If difficulty is homogenous (at least as far as one can discern in advance), then we can use these data straightforwardly, but a lot of probability will be peeled off relative to “Tomer must win.” And generalizing to much higher difficulty is still dubious for the reasons discussed above.
Having such a low estimate of my rationality that you think that I know what correct statistics are, and am refusing to use them, is not good news from an Aumann perspective and fails the ideological Turing Test.
This is not what I meant. I didn’t claim you would explicitly endorse a contradiction formally. But nonetheless, the impression I got was of questions about probability met with troubling responses like talking about the state of mind you need for work and wanting to not think in terms of probabilities of success for your own work. That seems a bad signal because of the absence of good responses, and the suggestion that the estimates may not be the result of very much thought, or may be unduly affected by their emotional valence, without ever saying “p and not p.”
Is there some kind of validation which you think MIRI should not be able to achieve on non-heroic premises, such that the results should be disclosed to the general world?...should not have been disclosed to the general world, since proof well short of this should suffice for sufficient funding (Bayes nets were huge)
As I said elsewhere a 10% probability of counterfactually saving the world is far above the threshold for action. One won’t get to high confidence in that low prior claim without extraordinary evidence, but the value of pursuing it increases continuously with intermediate levels of evidence. Some examples would be successful AI researchers coming to workshops and regularly saying that the quality and productivity of the research group and process was orders of magnitude more productive, the results very solid, etc. This is one of the reasons I like the workshop path, because it exposes the thesis to empirical feedback.
The reason why I don’t think the mainstream can build FAI isn’t that FAI is intrinsically huge a la the Cyc hypothesis. The mainstream is pretty good at building huge straightforward things.
Although as we have discussed with AI folk, there are also smart AI people who would like to find nice clean powerful algorithms with huge practical utility without significant additional work.
I just expect them to run afoul of one of the many instakill gotchas because they’re one or two orders of magnitude underneath the finite level of caring required.

▸ Raw data:

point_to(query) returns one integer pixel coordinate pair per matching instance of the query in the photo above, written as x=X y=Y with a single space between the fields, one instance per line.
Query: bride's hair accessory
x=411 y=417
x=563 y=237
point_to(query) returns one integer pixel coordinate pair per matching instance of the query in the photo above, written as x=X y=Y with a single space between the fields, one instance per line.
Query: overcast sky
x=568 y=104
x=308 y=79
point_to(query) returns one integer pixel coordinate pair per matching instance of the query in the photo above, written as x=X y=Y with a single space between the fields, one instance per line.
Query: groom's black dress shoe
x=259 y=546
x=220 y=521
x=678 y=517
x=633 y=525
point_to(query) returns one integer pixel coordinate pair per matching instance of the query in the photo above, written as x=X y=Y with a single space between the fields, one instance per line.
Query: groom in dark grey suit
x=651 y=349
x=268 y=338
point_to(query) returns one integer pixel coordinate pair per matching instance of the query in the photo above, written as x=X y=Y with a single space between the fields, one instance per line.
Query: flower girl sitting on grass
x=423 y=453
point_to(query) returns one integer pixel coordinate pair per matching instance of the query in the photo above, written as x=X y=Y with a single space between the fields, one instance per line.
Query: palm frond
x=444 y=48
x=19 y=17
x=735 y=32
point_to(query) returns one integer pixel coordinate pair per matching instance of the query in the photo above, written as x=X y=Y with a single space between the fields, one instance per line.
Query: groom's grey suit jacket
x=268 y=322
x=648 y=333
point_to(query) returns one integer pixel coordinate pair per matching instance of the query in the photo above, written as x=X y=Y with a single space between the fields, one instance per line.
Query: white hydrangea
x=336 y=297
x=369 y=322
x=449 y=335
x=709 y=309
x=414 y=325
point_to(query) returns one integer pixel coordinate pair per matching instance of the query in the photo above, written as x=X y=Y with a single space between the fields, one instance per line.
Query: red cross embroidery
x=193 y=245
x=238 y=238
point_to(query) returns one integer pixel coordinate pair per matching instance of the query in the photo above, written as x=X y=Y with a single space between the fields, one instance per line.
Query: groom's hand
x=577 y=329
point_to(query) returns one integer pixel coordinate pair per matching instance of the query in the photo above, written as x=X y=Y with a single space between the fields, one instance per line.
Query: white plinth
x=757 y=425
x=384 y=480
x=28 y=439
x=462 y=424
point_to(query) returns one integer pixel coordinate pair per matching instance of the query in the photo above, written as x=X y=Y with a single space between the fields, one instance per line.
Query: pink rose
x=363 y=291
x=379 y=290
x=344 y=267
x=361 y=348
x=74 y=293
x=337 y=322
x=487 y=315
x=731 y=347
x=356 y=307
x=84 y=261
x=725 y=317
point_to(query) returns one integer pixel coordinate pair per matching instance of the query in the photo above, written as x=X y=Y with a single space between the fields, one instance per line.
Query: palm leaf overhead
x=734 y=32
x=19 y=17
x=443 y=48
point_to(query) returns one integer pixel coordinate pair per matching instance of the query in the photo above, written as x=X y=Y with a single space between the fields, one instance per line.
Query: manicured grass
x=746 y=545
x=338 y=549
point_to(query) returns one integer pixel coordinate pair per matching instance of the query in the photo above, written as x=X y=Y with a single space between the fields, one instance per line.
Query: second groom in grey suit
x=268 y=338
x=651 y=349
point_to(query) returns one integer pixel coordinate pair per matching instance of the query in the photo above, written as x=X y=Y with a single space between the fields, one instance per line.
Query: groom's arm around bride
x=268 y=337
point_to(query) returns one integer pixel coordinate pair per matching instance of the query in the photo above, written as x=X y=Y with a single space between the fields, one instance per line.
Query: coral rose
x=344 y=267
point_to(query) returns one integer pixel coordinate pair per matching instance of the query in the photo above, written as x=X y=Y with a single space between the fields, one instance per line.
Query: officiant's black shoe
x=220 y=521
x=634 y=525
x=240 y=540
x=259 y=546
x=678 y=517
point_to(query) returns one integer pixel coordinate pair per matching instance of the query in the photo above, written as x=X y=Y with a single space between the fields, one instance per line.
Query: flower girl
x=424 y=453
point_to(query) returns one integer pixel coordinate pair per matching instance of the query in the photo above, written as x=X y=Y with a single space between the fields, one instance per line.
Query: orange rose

▸ What to do:
Answer these questions about the passage on MIRI and building FAI:
1. What probability of counterfactually saving the world is called far above the threshold for action?
2. What kind of things is the mainstream said to be pretty good at building?
3. Which path is liked because it exposes the thesis to empirical feedback?
The rows play no part here.

▸ Answer to this problem:
1. 10%
2. Huge straightforward things
3. The workshop path